Dataset records:
------------------------------------------------------------------------

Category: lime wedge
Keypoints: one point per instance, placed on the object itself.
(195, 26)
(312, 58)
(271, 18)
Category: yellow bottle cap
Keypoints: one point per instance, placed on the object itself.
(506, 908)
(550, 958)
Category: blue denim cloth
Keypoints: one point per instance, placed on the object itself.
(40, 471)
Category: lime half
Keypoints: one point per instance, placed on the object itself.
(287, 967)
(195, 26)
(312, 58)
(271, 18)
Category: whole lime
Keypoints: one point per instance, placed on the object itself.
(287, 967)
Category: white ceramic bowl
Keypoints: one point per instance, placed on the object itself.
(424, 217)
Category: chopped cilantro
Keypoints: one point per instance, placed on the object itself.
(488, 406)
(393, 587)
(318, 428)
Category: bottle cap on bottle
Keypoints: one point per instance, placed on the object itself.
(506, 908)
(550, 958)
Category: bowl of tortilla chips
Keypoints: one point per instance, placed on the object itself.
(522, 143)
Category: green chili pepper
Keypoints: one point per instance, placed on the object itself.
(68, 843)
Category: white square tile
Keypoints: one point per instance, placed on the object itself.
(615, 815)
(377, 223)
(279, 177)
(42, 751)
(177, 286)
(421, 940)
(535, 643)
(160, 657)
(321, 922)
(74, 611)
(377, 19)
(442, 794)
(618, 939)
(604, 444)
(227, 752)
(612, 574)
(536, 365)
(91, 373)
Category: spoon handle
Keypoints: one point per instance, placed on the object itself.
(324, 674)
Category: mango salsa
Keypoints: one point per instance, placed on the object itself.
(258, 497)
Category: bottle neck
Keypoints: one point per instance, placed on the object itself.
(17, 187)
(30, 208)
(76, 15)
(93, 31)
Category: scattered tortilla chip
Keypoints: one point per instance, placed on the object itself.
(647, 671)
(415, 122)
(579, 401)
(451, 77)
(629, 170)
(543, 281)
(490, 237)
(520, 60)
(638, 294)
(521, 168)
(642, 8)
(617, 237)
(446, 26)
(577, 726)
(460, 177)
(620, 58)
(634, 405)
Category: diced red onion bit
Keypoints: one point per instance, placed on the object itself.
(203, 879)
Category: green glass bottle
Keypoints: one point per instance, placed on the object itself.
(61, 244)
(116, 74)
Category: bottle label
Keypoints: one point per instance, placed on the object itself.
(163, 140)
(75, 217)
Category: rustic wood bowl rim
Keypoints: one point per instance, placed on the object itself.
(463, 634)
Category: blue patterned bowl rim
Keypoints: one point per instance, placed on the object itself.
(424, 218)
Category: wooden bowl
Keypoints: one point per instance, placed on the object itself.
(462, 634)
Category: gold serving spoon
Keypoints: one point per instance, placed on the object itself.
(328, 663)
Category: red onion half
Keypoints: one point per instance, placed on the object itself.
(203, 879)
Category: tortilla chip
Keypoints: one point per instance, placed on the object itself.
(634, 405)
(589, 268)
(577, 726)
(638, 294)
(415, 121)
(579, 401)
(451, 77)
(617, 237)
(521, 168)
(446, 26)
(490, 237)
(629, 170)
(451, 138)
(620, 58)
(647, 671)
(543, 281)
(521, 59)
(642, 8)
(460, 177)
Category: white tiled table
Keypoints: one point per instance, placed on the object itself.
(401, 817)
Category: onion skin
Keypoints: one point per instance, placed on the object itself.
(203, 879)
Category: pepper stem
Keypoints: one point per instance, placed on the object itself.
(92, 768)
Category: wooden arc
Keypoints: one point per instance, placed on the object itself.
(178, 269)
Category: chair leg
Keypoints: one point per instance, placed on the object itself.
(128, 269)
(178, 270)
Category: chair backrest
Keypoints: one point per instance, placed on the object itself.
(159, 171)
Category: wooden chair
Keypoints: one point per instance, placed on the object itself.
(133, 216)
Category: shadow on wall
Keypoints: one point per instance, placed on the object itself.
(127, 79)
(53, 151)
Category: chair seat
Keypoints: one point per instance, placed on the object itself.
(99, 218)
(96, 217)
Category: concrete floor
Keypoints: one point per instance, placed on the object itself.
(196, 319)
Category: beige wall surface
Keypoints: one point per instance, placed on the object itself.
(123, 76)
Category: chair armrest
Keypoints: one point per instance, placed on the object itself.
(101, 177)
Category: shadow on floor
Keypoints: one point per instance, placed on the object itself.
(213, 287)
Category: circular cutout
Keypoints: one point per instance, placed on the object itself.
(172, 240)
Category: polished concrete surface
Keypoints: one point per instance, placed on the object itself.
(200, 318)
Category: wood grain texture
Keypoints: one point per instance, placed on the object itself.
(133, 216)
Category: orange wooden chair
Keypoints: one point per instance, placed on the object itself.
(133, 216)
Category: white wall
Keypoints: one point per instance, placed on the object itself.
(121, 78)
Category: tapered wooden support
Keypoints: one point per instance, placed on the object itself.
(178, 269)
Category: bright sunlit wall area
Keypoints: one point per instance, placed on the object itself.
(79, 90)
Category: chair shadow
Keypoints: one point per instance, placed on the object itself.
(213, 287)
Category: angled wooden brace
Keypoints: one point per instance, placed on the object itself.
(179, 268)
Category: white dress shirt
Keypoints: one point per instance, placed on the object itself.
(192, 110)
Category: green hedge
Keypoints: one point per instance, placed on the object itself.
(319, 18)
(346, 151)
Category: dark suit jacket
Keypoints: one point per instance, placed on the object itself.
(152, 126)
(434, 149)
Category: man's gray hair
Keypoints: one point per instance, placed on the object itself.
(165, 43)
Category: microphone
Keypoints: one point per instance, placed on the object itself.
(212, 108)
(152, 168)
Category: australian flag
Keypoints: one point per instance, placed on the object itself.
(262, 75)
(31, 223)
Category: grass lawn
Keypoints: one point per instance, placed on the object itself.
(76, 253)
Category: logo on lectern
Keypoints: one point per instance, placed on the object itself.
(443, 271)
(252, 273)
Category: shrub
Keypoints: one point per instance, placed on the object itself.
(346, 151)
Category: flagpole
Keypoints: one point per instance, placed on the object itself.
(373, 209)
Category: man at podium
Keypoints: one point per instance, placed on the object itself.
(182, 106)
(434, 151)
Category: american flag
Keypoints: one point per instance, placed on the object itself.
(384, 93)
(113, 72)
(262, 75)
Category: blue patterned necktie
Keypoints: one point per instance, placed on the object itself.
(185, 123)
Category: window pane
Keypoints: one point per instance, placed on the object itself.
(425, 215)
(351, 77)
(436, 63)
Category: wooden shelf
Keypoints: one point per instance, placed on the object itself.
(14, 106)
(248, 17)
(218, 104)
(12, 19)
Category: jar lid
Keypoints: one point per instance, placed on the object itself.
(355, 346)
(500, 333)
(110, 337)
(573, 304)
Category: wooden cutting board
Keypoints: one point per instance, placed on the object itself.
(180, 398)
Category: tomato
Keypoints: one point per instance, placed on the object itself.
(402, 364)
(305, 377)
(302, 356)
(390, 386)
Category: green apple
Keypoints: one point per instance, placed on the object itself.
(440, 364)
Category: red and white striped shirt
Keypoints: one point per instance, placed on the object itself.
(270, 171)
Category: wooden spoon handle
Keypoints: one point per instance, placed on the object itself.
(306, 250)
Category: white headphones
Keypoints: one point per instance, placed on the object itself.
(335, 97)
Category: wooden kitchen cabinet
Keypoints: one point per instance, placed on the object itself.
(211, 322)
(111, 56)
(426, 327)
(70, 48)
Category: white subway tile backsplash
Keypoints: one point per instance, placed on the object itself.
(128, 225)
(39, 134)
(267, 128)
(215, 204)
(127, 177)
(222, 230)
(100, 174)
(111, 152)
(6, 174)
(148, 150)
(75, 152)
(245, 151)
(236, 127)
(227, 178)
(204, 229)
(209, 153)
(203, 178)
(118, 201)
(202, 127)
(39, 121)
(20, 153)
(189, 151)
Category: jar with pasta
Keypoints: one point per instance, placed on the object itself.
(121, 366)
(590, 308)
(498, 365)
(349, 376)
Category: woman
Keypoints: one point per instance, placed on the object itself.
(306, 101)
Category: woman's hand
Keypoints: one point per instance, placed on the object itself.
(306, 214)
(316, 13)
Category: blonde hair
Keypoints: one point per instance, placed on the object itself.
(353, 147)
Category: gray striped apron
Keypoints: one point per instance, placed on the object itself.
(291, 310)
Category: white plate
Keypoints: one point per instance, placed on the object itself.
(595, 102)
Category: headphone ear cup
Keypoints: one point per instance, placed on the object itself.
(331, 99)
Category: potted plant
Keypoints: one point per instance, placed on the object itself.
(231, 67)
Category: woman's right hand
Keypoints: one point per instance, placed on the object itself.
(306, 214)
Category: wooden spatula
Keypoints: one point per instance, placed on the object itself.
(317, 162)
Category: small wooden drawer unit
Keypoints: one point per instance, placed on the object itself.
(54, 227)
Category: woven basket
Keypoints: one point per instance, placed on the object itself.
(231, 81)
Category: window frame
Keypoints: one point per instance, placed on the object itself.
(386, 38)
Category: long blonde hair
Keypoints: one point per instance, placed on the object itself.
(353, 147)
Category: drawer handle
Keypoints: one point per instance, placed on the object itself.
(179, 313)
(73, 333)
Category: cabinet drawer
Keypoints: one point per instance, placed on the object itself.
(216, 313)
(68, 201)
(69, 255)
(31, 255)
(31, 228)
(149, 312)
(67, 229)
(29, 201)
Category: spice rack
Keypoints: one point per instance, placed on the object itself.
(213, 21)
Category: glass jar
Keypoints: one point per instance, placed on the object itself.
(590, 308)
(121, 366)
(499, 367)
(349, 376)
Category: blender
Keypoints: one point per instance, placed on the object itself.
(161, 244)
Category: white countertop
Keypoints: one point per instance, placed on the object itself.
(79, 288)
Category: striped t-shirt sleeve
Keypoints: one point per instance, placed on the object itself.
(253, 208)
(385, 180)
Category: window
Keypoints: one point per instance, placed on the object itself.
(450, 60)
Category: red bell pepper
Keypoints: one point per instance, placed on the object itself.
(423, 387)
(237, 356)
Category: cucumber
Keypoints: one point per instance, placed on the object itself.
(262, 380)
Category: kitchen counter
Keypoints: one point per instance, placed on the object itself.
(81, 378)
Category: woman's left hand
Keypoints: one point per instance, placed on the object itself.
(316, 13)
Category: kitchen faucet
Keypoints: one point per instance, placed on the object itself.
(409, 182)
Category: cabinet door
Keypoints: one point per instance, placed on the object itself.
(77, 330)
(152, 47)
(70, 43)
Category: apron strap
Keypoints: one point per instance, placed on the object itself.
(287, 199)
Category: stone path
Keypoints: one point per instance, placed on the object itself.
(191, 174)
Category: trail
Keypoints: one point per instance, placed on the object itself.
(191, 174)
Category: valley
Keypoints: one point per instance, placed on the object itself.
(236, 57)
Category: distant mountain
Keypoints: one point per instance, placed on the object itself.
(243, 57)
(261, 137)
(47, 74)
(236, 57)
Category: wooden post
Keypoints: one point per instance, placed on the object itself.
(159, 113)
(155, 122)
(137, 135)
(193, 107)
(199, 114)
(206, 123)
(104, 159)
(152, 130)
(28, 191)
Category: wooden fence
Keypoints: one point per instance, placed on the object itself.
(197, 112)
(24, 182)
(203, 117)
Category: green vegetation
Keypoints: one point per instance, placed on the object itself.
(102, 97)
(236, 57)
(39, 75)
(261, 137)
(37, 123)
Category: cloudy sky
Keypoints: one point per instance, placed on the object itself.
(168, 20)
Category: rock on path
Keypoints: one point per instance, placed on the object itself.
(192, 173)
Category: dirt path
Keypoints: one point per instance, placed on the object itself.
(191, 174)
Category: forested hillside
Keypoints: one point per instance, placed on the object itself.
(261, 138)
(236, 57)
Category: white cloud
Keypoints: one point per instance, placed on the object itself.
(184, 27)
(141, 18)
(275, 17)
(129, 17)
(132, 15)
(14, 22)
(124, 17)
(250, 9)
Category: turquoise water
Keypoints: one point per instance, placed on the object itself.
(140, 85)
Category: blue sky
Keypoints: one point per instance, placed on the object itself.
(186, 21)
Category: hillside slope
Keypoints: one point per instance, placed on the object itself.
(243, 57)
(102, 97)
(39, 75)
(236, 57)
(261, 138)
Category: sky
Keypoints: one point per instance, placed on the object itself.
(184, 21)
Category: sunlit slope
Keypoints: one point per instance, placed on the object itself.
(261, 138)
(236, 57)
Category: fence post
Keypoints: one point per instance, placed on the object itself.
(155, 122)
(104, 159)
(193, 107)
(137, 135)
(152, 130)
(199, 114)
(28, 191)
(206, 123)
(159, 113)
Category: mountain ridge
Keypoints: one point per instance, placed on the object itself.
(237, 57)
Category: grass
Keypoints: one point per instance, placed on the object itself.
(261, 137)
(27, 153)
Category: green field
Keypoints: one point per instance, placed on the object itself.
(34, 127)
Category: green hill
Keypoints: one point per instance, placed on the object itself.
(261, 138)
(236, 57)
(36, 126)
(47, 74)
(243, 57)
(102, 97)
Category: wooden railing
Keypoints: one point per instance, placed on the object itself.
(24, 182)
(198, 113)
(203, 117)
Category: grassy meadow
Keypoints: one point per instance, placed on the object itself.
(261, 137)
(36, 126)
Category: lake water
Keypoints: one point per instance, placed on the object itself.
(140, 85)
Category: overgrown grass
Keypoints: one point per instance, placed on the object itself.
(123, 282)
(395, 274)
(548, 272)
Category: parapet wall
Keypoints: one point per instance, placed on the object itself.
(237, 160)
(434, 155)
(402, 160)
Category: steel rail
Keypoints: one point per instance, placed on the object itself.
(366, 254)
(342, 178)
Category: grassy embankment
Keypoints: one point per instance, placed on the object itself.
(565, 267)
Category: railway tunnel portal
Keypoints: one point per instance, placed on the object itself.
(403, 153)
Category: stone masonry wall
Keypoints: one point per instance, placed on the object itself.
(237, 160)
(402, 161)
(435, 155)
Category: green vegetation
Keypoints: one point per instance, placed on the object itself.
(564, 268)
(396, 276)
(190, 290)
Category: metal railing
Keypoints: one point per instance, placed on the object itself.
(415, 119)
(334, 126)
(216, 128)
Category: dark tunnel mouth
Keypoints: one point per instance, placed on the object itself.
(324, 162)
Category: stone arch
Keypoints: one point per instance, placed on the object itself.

------------------------------------------------------------------------

From the entries above, copy out every line where the string "wall" appears.

Category: shadow on wall
Category: beige wall surface
Category: white wall
Category: bright sunlit wall area
Category: parapet wall
Category: stone masonry wall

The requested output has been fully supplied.